══ PAGE

December 19, 2025

REPORTAGE. Colère des agriculteurs : "Cela fait longtemps que la marmite bout…", blocage de l’A20 et contrôles des camions dans le Lot

l’essentiel
Dans le Lot, la mobilisation agricole a pris de l’ampleur ce jeudi 18 décembre. Alors que la Coordination rurale continue son barrage sur l’A20, les Jeunes Agriculteurs et la FDSEA occupent, ce soir, le rond-point du Montat. Deux actions différentes, portées par une même exaspération.

Ce jeudi 18 décembre, la mobilisation agricole s’est élargie sur plusieurs fronts dans le Lot. D’un côté, la Coordination rurale continue son barrage sur l’A20 commencé en début de semaine. De l’autre, à seulement quelques kilomètres, les Jeunes Agriculteurs (JA) et la FDSEA du Lot ont décidé, en fin d’après-midi, d’occuper le rond-point du Montat. Deux actions distinctes, mais un malaise commun qui traverse l’ensemble du monde agricole.

“Cela fait longtemps que la marmite bout dans toute l’Occitanie”

Sur l’A20, le barrage piloté par la Coordination rurale s’est installé dans la durée. Des bottes de foin, des tracteurs et même un sapin de Noël dessinent un décor à la fois rudimentaire et symbolique. Certains agriculteurs ont passé la nuit sur place. Une enceinte diffuse de la musique, les discussions s’enchaînent autour de quelques verres. “On essaie de garder le moral, mais ça devient compliqué”, confie l’un des manifestants en début d’après-midi. L’ambiance se veut conviviale, portée par le plaisir de se retrouver “dans la lutte”, sans masquer une colère ancienne.

════
══ ENREGISTREMENTS À TRAITER

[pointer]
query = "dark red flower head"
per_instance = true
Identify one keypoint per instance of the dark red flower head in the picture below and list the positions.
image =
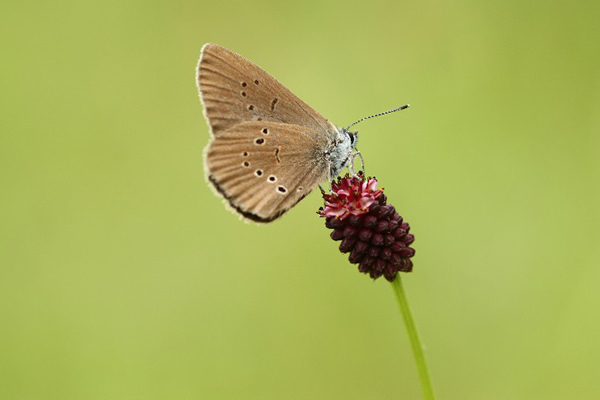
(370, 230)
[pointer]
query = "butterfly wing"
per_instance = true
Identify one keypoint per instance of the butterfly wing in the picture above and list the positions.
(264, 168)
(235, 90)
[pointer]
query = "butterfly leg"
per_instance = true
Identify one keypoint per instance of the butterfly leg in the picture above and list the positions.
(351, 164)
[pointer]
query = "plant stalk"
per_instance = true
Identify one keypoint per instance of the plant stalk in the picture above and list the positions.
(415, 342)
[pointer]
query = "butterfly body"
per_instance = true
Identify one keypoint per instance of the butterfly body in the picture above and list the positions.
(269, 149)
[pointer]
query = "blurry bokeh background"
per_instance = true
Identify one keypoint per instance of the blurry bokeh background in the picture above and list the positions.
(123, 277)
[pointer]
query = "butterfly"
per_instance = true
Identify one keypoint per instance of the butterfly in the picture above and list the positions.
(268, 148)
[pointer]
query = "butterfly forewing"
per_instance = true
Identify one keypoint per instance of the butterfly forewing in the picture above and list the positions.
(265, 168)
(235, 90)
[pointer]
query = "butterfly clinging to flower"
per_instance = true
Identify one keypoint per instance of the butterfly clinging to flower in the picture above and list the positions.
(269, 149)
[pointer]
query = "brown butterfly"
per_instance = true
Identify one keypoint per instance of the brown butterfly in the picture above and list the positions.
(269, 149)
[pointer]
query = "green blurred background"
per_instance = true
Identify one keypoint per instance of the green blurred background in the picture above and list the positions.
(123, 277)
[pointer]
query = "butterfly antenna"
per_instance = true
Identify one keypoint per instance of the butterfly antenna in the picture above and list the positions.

════
══ ENREGISTREMENTS À TRAITER

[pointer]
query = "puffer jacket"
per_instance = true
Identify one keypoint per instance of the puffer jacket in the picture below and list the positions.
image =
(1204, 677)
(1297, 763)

════

*CONSIGNES*:
1) Extrayez des enregistrements chaque ligne contenant la chaîne « antenna ». Tenez compte de la casse.
2) Prolongez le reportage sur la colère des agriculteurs dans le Lot à la suite de sa dernière phrase.

*RÉPONSES*:
1)
query = "butterfly antenna"
Identify one keypoint per instance of the butterfly antenna in the picture above and list the positions.

2)
Sur l’A20, le calme domine aux abords du barrage des agriculteurs.
Sur l’A20, le calme domine aux abords du barrage des agriculteurs.
DDM – A.M.
L’ambiance est conviviale au cœur du barrage.
L’ambiance est conviviale au cœur du barrage.
DDM – A.M.

Ici, la crise sanitaire liée à la dermatose nodulaire contagieuse (DNC) n’est qu’un élément parmi d’autres. Les agriculteurs dénoncent un empilement de décisions jugées pénalisantes : accords commerciaux internationaux, distorsions de concurrence avec les pays tiers, contraintes administratives et incertitudes autour de la politique agricole commune (PAC). Agriculteur céréalier dans le Quercy et membre de la Coordination rurale, Mathieu Brocard résume ce sentiment partagé. “La problématique du monde agricole est plus large que celle de la DNC. Cela fait longtemps que la marmite bout dans toute l’Occitanie”, explique-t-il, évoquant les aléas climatiques, la pression administrative et la concurrence de produits importés ne respectant pas les mêmes normes.

Mathieu Brocard de la CR 46 a passé deux nuits sur le barrage.
Mathieu Brocard de la CR 46 a passé deux nuits sur le barrage.
DDM – A.M.

Dans le calme inhabituel d’une autoroute coupée à la circulation, quelques automobilistes s’arrêtent pour observer ce paysage figé de foin et de tracteurs. Les échanges sont souvent empreints de lassitude. Certains participants expriment leur déception face à la position jugée trop intermédiaire de la FDSEA. Les critiques restent mesurées, mais traduisent un besoin de rupture plus affirmée face à un modèle perçu comme à bout de souffle.

Certains participants du barrage regrettent que la FDSEA et les JA n’aient pas officiellement appelé à rejoindre le blocage.
Certains participants du barrage regrettent que la FDSEA et les JA n’aient pas officiellement appelé à rejoindre le blocage.
DDM – A.M.

“À 30 ans, on se demande déjà si on pourra rester agriculteurs jusqu’à la retraite”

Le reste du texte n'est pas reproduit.